▸ DOCUMENT SECTION:
= = = =

SIMD threads on GPU

Mohamed_Amine_BERGAC · ‎08-20-2013

Hello,

I'm wondering how threads are dispatched over SIMD units of the intel Ivy Bridge HD 4000 GPU, I tested many configurations and I'm blocked by some strange behaviours:

I use a simple kernel that compute N times the same "MAD" operation, I launch this kernel with global_size=local_size=1 , for the best to my knowledge I assume that the GPU will launch one thread on one EU ? is it correct ? the strange behaviours that I'm encountering : when I use the computation in my kernel as a scalar (float) I have about 2GFlops of performance, But when I try to use "MAD" as a vector (float2,float4, float8 or foat16) the performance falls dramatically to 0.1 Gflops , am i missing something ? can any one help me to understand ?

Thanks,

Mohamed

Ben_A_Intel · ‎08-22-2013

Hi Mohamed,

I gave a talk at SIGGRAPH that talked about how OpenCL workloads are executed on Intel Iris Graphics. The same concepts also apply to Intel HD 4000 GPUs. Might be worth a look:

http://software.intel.com/en-us/siggraph2013, specifically

http://software.intel.com/sites/default/files/Faster-Better-Pixels-on-the-Go-and-in-the-Cloud-with-OpenCL-on-Intel-Architecture.pdf

To answer your specific question, you should get very similar performance with scalar data types as you do for vectors. You might see slightly better performance with vectors than scalars due to fewer back-to-back instruction dependencies, but the difference will be minimal. Can you describe your kernel in more detail? I suspect there's a bug in your code.

-- Ben

Mohamed_Amine_BERGAC · ‎08-23-2013

Hi Ben,

Thank you for your reply and for your slides.

My kernel is:

__kernel void MaxGFLOPS()
{
__private float x,y,z,w,a[512];
//__private float2 x,y,z,w,a[512];
//__private float4 x,y,z,w,a[512];
//__private float8 x,y,z,w,a[512];
//__private float16 x,y,z,w,a[512];

x=0.0f;
y=3.0f;
z=2.0f;
w=1.0f;

ushort i=0,j=0;
ushort loop=40000;

for(j=0;j<loop;j++)
{
for(i=0;i<512;i++)
{
a=mad(w,y,z);
}
}

for(i=0;i<512;i++)
{
x+=a;
}

}

The aim of this code is to perform mad computations as much as we can in private memory (EU registers),

Thank you for your help.

THX,

Mohamed

Ben_A_Intel · ‎08-23-2013

To get the maximum number of mad computations you want something like this:

[cpp]__kernel void foo( __global float4* buffer )

= = = =

▸ DATASET SECTION:
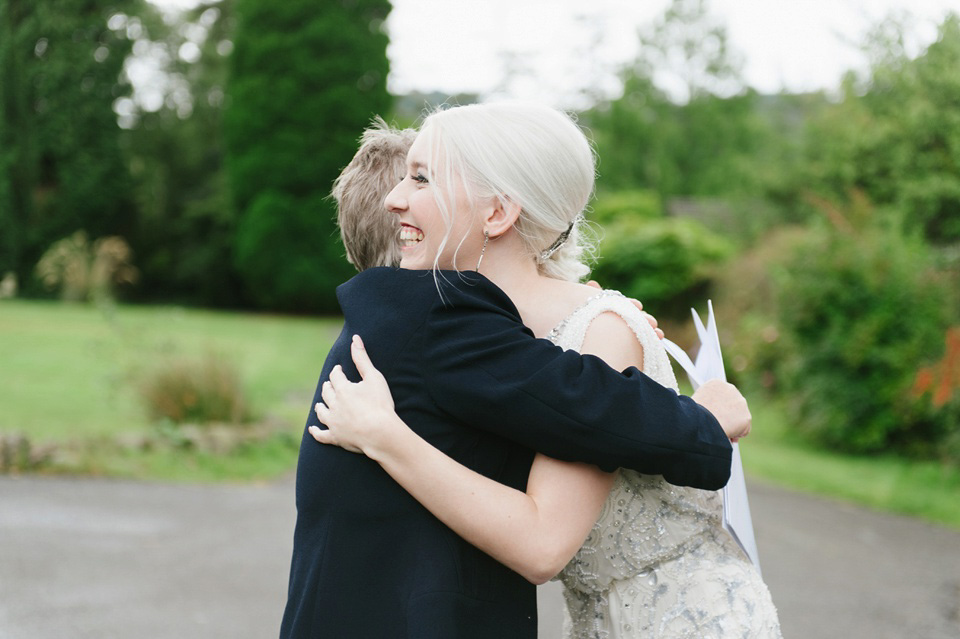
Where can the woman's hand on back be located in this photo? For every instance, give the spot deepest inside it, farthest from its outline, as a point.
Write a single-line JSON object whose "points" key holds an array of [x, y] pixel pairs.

= = = =

▸ DIRECTIVES:
(1) Answer these questions about the forum thread on SIMD threads on the GPU, one per line:
(a) What performance does Mohamed get when the kernel's computation uses a scalar float?
(b) At which event did Ben give a talk on how OpenCL workloads run on Intel Iris Graphics?
(c) What value is assigned to the variable loop in Mohamed's kernel?
(2) In the forum thread on SIMD threads on the GPU, rewrite the paragraph beginning "To answer your specific question" more briefly, keeping its main facts.
(3) Resume the forum thread on SIMD threads on the GPU from the point where it stops.

▸ SOLVED PROBLEMS:
(1)
(a) About 2 GFlops.
(b) SIGGRAPH.
(c) 40000.

(2) Scalar and vector data types should perform about the same. Vectors may be slightly faster because they have fewer back-to-back instruction dependencies, but the gain is minimal. Ben asks for more detail about the kernel because he suspects a bug in the code.

(3)
{

float4 x = buffer[ get_local_id(0) ];

float4 y = get_local_id(0);

float4 z = x;

// Repeat n times:

z = mad( z, x, y );

...

buffer[ get_local_id(0) ] = z;

}[/cpp]

The important changes are:

- Unroll your loop. The compiler should do this for you, but only up to a point, and you don't want to measure loop operations.

- Don't use constants as your input to mad() or the compiler will constant fold them.

- Make sure to write your result to memory at some point, or the compiler may dead code eliminate your entire kernel. :-)

-- Ben

Mohamed_Amine_BERGAC · ‎08-27-2013

Thank you Ben for your reponse,

I'm curious about what happens when I sets the Global_size=1 and local_size=1, I assume the kernel will be launched on only one EU, if this assumption was true, the compiler will allow the kernel to use the full width of the SIMD unit (for example : mad operation on float4 or float8) or will he restrict the kernel to use just one lane of the SIMD unit ?

I'm very confused about this point, and all explanations are welcomed

Thanks in advance,

Mohamed

Ben_A_Intel · ‎08-27-2013

Local Size = 1 will restrict you to one lane of the SIMD unit. Note also that Global Size = 1 means you'll only launch one thread on the EU array, so almost all of the machine will be unutilized and you won't see any benefits from co-issue.

Mohamed_Amine_BERGAC · ‎08-28-2013

Aha! this explains the strange behaviour that I got when I compared vector operations and scalar ones by setting Local_size and global_size to 1, in this case the vector operations will be "scalarized", and I got a poor performance compared with the scalar version.

This doesn't help me to do what I'm looking for, I'm searching to use just one thread per EU and hard coded SIMD operations to use the full width of the SIMD unit, I assume this can't be possible, am I right?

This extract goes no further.